AIM OF THE EXERCISE –
In the data that follows, find each line containing "smiling" and copy it.

..............................

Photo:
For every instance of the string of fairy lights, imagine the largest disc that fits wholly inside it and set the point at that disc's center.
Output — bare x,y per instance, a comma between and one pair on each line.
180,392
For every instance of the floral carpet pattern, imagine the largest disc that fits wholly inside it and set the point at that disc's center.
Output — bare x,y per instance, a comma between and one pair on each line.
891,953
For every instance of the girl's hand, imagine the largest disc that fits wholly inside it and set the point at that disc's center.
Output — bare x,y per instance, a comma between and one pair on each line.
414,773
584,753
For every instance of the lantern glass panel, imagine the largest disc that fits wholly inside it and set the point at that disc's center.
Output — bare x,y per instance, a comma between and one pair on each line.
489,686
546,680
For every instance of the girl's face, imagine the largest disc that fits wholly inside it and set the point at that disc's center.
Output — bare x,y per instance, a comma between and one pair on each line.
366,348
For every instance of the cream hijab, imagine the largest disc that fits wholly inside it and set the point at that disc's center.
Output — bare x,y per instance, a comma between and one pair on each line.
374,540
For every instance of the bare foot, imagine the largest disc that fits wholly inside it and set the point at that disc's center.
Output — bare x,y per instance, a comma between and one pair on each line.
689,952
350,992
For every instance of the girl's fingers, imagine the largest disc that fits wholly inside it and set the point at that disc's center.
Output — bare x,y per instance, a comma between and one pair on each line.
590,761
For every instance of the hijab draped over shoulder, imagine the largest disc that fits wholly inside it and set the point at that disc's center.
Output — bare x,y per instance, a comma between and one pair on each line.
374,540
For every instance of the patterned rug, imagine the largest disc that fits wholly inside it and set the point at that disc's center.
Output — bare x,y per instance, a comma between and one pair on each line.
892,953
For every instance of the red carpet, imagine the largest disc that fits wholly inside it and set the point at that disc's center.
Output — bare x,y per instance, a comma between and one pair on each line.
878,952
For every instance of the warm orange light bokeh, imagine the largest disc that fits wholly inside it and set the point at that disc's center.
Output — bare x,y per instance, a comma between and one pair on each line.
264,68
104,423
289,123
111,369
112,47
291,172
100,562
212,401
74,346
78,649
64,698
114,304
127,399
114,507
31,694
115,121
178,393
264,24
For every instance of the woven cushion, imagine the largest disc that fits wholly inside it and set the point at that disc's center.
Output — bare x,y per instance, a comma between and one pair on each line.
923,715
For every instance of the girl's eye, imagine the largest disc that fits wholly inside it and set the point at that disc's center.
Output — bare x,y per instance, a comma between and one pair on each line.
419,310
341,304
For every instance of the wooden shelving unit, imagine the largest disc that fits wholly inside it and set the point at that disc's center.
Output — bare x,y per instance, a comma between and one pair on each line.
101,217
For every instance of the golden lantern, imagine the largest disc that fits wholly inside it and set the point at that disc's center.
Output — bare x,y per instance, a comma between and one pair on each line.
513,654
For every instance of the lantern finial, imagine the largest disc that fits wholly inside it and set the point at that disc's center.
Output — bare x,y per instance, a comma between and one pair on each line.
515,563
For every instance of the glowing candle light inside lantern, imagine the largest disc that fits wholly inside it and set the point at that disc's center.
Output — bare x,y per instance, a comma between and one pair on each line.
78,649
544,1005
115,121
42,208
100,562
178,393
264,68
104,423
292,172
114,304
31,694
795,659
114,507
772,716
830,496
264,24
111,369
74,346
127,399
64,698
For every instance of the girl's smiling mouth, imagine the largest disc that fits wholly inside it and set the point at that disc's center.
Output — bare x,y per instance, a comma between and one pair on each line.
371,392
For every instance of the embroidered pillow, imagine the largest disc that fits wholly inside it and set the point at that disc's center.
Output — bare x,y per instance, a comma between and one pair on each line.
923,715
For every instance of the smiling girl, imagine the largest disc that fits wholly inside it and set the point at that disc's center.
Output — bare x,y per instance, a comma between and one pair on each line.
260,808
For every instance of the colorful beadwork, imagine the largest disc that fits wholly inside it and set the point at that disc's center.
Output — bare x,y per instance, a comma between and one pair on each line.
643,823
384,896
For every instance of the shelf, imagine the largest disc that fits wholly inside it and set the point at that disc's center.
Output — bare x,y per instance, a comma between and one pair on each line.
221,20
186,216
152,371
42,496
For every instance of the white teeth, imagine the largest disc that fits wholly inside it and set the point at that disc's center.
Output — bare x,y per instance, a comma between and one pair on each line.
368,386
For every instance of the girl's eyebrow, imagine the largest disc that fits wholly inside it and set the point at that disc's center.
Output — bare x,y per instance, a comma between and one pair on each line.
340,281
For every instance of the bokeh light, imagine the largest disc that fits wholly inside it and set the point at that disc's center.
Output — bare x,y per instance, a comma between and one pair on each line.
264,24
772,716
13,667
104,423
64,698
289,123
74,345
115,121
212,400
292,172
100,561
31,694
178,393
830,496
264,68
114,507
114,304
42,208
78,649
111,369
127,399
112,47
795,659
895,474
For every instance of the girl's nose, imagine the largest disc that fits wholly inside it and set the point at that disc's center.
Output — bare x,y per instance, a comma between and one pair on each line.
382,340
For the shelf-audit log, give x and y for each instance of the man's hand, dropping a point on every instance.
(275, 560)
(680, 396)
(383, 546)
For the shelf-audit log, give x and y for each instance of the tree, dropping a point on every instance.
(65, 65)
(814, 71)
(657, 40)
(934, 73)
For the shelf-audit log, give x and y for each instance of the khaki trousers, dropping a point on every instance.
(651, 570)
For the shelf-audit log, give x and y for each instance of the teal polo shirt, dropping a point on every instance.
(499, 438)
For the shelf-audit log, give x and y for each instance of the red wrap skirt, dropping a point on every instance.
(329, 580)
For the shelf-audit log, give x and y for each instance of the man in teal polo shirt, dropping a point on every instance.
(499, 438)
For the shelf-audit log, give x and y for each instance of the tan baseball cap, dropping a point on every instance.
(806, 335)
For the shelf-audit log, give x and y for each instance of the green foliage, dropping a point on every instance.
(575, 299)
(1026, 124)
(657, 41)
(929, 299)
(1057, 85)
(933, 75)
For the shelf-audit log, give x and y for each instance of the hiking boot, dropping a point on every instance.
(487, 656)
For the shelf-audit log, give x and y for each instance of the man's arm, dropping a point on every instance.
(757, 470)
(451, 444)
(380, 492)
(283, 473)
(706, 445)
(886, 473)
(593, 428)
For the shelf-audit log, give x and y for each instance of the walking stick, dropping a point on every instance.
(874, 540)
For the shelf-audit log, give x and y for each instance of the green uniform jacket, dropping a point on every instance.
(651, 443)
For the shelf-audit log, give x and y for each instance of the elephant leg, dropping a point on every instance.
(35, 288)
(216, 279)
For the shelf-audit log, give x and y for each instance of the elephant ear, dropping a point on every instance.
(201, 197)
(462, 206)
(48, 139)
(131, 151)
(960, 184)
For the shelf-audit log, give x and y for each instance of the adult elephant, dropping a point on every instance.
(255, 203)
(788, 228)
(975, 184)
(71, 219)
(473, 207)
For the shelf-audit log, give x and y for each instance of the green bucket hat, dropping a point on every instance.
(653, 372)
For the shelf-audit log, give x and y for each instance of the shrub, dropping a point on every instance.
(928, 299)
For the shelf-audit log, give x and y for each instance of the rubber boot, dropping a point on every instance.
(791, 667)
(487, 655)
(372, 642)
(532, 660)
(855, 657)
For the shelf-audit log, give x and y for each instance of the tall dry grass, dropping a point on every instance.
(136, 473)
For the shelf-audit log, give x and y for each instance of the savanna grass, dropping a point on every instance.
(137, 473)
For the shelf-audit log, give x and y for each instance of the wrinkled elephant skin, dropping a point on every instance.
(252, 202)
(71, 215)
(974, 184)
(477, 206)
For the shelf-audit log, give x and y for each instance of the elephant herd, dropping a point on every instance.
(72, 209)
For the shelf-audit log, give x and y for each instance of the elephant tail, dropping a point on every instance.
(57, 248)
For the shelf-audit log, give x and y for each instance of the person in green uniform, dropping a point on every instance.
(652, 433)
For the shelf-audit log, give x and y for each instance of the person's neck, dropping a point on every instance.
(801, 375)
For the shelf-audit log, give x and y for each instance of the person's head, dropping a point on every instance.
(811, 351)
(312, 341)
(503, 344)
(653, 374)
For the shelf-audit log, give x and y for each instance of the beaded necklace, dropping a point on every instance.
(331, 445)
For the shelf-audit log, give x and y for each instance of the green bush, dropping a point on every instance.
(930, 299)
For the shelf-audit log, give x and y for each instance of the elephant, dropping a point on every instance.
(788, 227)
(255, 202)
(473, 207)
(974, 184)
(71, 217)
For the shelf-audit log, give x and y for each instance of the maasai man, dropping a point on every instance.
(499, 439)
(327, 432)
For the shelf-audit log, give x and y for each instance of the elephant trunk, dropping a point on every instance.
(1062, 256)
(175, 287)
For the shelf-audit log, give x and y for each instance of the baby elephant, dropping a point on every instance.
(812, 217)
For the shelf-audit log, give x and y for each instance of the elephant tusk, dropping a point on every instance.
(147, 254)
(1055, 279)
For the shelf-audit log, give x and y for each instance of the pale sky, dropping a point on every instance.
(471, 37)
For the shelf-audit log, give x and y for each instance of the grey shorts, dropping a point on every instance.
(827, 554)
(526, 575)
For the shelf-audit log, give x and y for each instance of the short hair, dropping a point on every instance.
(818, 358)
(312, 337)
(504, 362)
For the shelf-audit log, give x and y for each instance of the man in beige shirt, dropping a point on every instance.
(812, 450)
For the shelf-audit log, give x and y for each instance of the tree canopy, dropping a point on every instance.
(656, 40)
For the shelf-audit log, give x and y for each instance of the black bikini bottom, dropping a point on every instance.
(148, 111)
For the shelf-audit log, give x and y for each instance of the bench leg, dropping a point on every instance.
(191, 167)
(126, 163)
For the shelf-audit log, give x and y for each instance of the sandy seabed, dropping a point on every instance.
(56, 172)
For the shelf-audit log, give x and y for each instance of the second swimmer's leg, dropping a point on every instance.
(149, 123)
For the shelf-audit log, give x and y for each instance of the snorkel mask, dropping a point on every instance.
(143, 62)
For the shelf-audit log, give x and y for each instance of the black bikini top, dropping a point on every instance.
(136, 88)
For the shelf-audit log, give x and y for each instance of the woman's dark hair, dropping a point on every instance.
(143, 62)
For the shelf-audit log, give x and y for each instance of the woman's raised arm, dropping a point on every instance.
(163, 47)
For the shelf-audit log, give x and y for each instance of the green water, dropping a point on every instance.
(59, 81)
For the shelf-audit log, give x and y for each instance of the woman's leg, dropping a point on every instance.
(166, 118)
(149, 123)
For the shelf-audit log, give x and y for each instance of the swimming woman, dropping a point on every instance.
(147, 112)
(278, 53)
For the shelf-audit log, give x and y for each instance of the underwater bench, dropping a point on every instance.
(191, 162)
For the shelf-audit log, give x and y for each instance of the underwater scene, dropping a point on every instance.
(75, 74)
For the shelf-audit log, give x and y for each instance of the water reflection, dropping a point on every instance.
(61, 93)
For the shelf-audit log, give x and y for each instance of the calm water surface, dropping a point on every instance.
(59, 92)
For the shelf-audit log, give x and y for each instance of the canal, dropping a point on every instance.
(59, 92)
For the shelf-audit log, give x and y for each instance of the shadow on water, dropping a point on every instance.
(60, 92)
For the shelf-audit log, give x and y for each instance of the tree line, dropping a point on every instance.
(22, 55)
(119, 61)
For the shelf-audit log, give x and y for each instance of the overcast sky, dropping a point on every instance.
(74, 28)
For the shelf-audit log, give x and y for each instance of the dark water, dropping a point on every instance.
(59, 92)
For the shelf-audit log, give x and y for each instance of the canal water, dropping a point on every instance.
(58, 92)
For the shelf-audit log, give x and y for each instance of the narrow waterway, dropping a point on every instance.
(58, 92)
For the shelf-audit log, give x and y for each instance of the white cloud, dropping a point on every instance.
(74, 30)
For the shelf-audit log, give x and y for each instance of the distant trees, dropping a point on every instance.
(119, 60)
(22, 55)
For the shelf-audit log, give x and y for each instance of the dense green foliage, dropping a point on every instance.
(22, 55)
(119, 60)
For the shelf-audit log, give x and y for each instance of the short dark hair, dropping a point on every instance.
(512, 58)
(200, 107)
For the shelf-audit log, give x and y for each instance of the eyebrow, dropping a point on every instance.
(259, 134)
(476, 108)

..............................

RESULT FOR THIS EXERCISE –
For every instance of the girl's smiling mouth, imagine the largest disc that fits wholly inside it and set the point at that disc's center.
For every instance of the smiling girl, imagine the largest disc that fits wholly inside it and set the point at that disc's center.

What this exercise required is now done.